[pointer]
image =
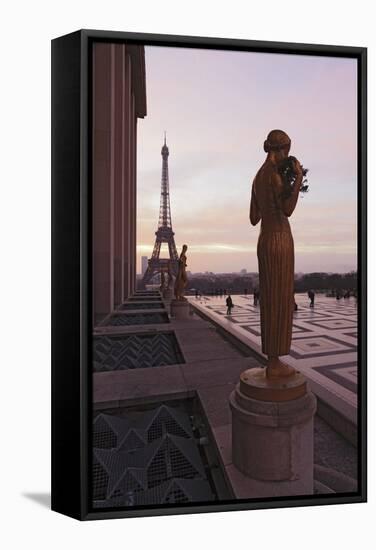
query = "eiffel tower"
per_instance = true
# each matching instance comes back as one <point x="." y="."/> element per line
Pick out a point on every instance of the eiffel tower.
<point x="164" y="233"/>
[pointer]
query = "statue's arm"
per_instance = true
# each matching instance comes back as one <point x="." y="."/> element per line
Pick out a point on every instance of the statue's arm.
<point x="286" y="205"/>
<point x="254" y="211"/>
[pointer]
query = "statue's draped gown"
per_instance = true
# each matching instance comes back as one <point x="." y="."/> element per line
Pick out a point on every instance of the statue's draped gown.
<point x="181" y="278"/>
<point x="275" y="252"/>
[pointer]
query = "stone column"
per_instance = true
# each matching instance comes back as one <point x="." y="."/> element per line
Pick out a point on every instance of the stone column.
<point x="118" y="175"/>
<point x="103" y="180"/>
<point x="272" y="434"/>
<point x="127" y="173"/>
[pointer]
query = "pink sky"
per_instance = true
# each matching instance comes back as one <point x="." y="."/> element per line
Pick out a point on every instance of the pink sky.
<point x="217" y="108"/>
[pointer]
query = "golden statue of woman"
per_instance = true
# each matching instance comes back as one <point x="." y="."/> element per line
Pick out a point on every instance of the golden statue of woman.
<point x="275" y="251"/>
<point x="181" y="278"/>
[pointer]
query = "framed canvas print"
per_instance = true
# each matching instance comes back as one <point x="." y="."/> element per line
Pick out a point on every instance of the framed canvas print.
<point x="208" y="274"/>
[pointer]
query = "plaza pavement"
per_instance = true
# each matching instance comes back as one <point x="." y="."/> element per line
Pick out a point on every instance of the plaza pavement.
<point x="324" y="347"/>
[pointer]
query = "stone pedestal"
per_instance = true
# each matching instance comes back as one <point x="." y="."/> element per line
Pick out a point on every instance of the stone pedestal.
<point x="272" y="431"/>
<point x="180" y="309"/>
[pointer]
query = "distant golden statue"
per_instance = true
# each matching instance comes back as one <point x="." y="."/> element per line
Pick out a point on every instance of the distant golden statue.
<point x="273" y="203"/>
<point x="181" y="278"/>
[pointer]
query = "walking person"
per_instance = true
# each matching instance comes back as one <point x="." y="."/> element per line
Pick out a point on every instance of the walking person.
<point x="229" y="304"/>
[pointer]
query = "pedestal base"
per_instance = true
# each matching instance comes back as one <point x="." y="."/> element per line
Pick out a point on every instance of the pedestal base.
<point x="272" y="441"/>
<point x="180" y="309"/>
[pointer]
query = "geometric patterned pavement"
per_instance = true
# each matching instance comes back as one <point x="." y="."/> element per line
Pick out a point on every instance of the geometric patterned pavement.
<point x="135" y="351"/>
<point x="324" y="342"/>
<point x="130" y="319"/>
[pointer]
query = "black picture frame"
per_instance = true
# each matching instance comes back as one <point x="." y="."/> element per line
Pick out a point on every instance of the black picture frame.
<point x="71" y="269"/>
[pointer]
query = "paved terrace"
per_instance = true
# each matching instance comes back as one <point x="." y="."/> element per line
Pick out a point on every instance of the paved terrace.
<point x="210" y="367"/>
<point x="324" y="346"/>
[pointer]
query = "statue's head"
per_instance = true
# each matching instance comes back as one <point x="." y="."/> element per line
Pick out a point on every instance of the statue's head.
<point x="278" y="143"/>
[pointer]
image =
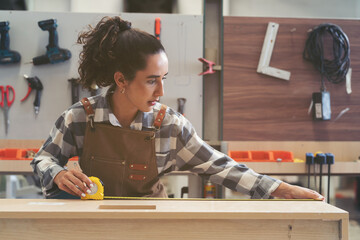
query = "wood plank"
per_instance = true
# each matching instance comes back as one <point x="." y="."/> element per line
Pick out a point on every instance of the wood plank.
<point x="260" y="219"/>
<point x="261" y="108"/>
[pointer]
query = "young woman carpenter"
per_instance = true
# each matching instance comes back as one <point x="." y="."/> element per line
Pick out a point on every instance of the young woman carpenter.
<point x="126" y="137"/>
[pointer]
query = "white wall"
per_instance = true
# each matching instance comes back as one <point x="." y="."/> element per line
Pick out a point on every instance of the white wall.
<point x="293" y="8"/>
<point x="188" y="7"/>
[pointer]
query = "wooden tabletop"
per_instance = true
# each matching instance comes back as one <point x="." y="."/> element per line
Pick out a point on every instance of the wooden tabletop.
<point x="269" y="168"/>
<point x="169" y="209"/>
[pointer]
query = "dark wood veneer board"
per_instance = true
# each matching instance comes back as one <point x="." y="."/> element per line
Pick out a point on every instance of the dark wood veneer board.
<point x="260" y="107"/>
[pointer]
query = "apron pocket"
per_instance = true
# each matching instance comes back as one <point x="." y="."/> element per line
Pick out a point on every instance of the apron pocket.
<point x="111" y="172"/>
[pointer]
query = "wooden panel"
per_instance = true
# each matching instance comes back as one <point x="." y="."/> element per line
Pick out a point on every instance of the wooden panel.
<point x="343" y="151"/>
<point x="204" y="219"/>
<point x="260" y="107"/>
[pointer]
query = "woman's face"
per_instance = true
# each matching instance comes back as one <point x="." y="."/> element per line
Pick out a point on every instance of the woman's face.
<point x="147" y="86"/>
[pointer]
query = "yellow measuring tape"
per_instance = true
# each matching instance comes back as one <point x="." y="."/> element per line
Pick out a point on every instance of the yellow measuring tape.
<point x="97" y="193"/>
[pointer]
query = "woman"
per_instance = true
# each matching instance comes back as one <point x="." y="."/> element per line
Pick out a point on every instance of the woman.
<point x="125" y="136"/>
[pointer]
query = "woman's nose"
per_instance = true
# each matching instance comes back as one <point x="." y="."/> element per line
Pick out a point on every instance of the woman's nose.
<point x="160" y="89"/>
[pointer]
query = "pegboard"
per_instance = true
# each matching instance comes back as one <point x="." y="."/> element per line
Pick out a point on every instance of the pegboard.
<point x="259" y="107"/>
<point x="181" y="35"/>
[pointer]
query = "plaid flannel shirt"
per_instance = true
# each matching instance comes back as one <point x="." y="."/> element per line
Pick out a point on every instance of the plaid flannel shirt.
<point x="178" y="148"/>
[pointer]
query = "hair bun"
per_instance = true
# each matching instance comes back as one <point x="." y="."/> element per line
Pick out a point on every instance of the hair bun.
<point x="122" y="24"/>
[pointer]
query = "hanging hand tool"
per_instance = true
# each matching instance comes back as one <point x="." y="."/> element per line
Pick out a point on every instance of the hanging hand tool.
<point x="6" y="103"/>
<point x="309" y="162"/>
<point x="54" y="54"/>
<point x="157" y="28"/>
<point x="320" y="159"/>
<point x="74" y="90"/>
<point x="208" y="66"/>
<point x="330" y="159"/>
<point x="34" y="83"/>
<point x="6" y="55"/>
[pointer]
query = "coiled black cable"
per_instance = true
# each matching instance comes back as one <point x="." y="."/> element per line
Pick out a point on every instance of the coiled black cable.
<point x="334" y="70"/>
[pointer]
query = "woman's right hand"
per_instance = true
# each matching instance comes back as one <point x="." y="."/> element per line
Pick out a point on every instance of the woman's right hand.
<point x="74" y="182"/>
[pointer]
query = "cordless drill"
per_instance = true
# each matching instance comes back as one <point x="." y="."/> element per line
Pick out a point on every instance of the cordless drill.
<point x="54" y="54"/>
<point x="6" y="55"/>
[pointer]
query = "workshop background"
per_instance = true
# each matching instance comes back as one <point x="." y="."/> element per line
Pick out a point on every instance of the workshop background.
<point x="233" y="107"/>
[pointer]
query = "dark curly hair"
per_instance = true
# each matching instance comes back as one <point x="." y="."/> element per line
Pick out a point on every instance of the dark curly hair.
<point x="114" y="46"/>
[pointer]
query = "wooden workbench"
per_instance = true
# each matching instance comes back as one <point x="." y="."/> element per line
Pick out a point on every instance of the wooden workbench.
<point x="170" y="219"/>
<point x="269" y="168"/>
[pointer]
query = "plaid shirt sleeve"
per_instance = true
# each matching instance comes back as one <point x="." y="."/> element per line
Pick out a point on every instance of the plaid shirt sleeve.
<point x="57" y="149"/>
<point x="191" y="153"/>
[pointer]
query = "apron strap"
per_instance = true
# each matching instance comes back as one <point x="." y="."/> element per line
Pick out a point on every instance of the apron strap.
<point x="89" y="110"/>
<point x="160" y="117"/>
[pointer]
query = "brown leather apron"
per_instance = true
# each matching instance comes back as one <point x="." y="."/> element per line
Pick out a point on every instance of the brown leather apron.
<point x="123" y="159"/>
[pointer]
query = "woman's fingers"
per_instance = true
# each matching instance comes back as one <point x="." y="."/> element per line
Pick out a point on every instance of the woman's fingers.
<point x="73" y="182"/>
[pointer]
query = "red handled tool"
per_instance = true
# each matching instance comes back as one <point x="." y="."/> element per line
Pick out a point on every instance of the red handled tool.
<point x="157" y="28"/>
<point x="6" y="103"/>
<point x="34" y="83"/>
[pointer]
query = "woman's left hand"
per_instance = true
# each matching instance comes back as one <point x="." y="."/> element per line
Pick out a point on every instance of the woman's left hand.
<point x="288" y="191"/>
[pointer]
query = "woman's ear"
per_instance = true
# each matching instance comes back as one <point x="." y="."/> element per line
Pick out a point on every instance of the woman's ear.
<point x="119" y="80"/>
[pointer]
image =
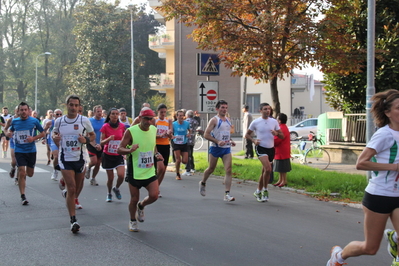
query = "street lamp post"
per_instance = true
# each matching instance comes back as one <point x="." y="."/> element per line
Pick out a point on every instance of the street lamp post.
<point x="46" y="53"/>
<point x="131" y="6"/>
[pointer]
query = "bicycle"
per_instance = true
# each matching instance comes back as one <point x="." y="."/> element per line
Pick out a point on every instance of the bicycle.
<point x="314" y="156"/>
<point x="199" y="140"/>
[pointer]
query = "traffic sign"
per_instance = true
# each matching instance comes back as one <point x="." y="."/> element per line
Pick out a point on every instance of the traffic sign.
<point x="208" y="92"/>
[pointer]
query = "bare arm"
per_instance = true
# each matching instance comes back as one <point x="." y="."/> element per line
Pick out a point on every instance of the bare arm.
<point x="127" y="139"/>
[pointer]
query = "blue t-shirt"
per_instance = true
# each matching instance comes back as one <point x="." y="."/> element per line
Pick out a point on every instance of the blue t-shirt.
<point x="180" y="132"/>
<point x="21" y="130"/>
<point x="97" y="125"/>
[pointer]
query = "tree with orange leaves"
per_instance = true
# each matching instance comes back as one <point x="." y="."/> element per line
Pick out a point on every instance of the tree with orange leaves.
<point x="262" y="39"/>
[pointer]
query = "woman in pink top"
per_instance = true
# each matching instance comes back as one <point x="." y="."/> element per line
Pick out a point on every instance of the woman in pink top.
<point x="111" y="135"/>
<point x="282" y="157"/>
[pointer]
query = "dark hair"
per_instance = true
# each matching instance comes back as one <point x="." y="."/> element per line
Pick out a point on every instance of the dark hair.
<point x="283" y="118"/>
<point x="161" y="106"/>
<point x="180" y="111"/>
<point x="107" y="119"/>
<point x="22" y="104"/>
<point x="219" y="103"/>
<point x="72" y="97"/>
<point x="382" y="102"/>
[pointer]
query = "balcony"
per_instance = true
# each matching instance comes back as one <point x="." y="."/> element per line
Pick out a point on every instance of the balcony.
<point x="162" y="81"/>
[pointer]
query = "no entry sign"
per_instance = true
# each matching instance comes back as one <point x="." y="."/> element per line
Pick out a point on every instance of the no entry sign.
<point x="208" y="96"/>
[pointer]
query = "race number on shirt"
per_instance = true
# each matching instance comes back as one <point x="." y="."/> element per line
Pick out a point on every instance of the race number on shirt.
<point x="113" y="146"/>
<point x="146" y="159"/>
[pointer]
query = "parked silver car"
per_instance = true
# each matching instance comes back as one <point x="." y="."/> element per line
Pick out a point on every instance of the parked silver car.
<point x="303" y="128"/>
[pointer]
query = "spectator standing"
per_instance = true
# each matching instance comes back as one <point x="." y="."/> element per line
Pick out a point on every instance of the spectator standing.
<point x="190" y="166"/>
<point x="266" y="128"/>
<point x="381" y="197"/>
<point x="246" y="121"/>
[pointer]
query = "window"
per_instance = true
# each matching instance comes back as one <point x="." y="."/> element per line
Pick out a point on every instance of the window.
<point x="253" y="101"/>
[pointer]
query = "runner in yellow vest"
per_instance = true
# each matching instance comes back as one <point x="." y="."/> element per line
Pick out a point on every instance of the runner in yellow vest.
<point x="141" y="139"/>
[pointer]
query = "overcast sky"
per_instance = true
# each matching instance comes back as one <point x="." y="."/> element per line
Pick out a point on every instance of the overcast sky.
<point x="308" y="70"/>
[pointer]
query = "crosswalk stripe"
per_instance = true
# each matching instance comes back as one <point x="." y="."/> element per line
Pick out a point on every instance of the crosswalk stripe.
<point x="37" y="170"/>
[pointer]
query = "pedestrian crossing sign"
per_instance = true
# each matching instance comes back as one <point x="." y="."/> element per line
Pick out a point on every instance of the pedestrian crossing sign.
<point x="208" y="64"/>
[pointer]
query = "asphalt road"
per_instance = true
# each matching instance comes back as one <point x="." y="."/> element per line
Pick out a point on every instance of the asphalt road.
<point x="181" y="228"/>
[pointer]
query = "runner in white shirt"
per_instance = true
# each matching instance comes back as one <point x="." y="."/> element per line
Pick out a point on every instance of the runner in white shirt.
<point x="69" y="135"/>
<point x="381" y="198"/>
<point x="266" y="128"/>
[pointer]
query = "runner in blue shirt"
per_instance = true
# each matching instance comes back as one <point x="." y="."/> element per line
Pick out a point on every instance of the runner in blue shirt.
<point x="22" y="130"/>
<point x="181" y="129"/>
<point x="95" y="152"/>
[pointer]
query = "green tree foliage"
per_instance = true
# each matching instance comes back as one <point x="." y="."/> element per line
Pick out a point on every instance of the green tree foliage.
<point x="346" y="86"/>
<point x="102" y="71"/>
<point x="262" y="39"/>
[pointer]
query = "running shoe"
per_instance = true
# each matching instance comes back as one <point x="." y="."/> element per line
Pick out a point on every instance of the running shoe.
<point x="258" y="196"/>
<point x="93" y="182"/>
<point x="265" y="195"/>
<point x="109" y="197"/>
<point x="75" y="227"/>
<point x="24" y="201"/>
<point x="202" y="189"/>
<point x="139" y="214"/>
<point x="227" y="197"/>
<point x="88" y="171"/>
<point x="78" y="206"/>
<point x="133" y="226"/>
<point x="333" y="261"/>
<point x="61" y="184"/>
<point x="54" y="176"/>
<point x="117" y="193"/>
<point x="12" y="172"/>
<point x="392" y="245"/>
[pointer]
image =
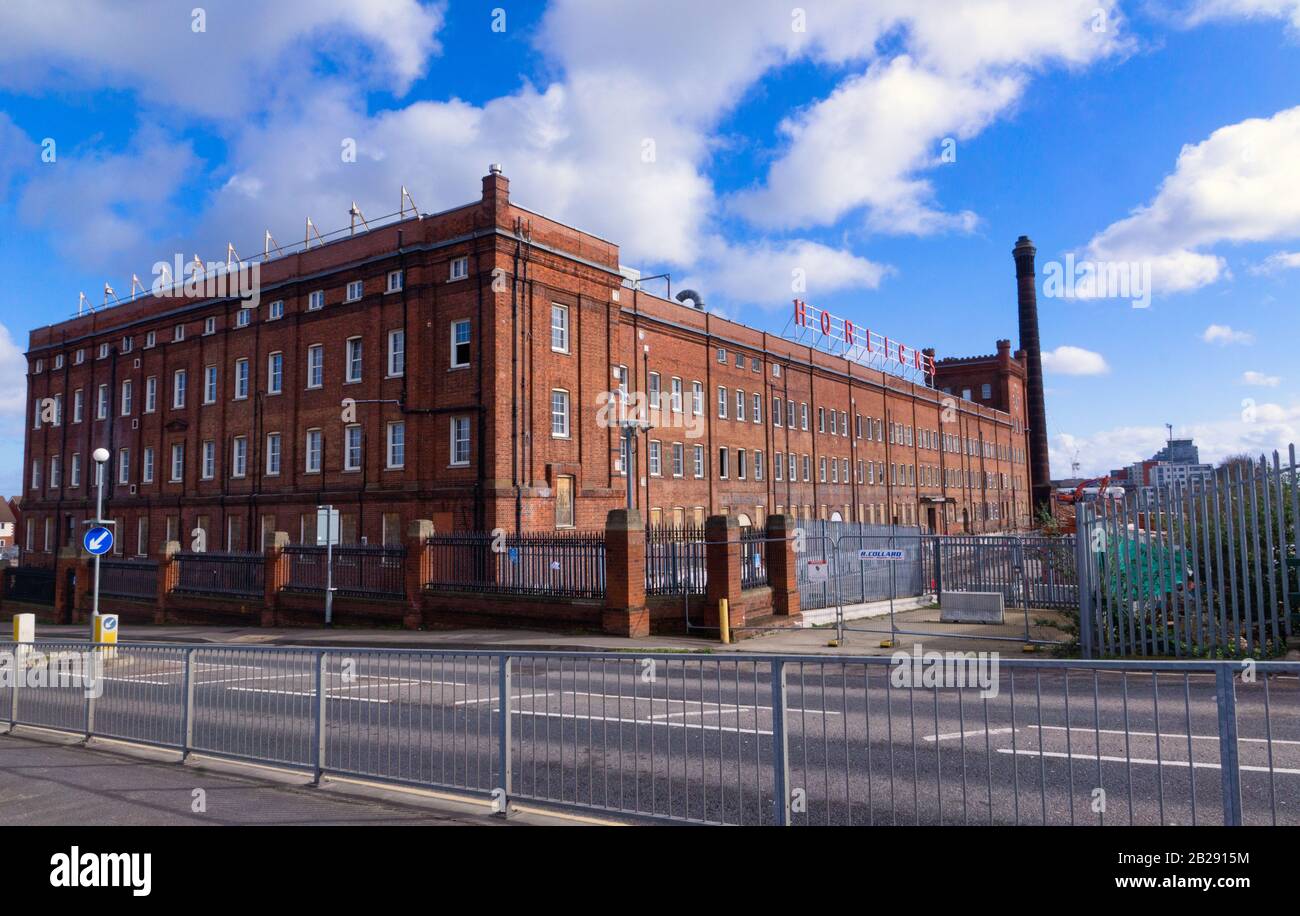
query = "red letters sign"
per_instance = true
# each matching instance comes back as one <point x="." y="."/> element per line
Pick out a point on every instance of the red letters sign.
= = = = =
Show each line in the data where the string "letters" appears.

WRITTEN SOLUTION
query = "red letters sign"
Pick out a point on every instance of the red letters sign.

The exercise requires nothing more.